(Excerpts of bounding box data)
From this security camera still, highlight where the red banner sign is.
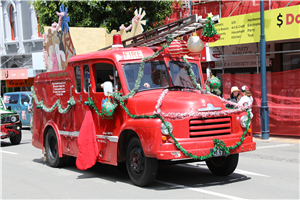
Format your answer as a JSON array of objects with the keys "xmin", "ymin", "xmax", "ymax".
[{"xmin": 0, "ymin": 68, "xmax": 28, "ymax": 80}]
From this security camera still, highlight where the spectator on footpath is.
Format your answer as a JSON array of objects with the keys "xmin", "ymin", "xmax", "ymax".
[
  {"xmin": 27, "ymin": 93, "xmax": 33, "ymax": 113},
  {"xmin": 226, "ymin": 86, "xmax": 242, "ymax": 108},
  {"xmin": 27, "ymin": 93, "xmax": 33, "ymax": 127},
  {"xmin": 238, "ymin": 85, "xmax": 253, "ymax": 119}
]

TASK TO CARRY OUT
Count the lines of the data above that contain the string "highlight", matching case exactly. Reply with the number only.

RESULT OF THIS TASK
2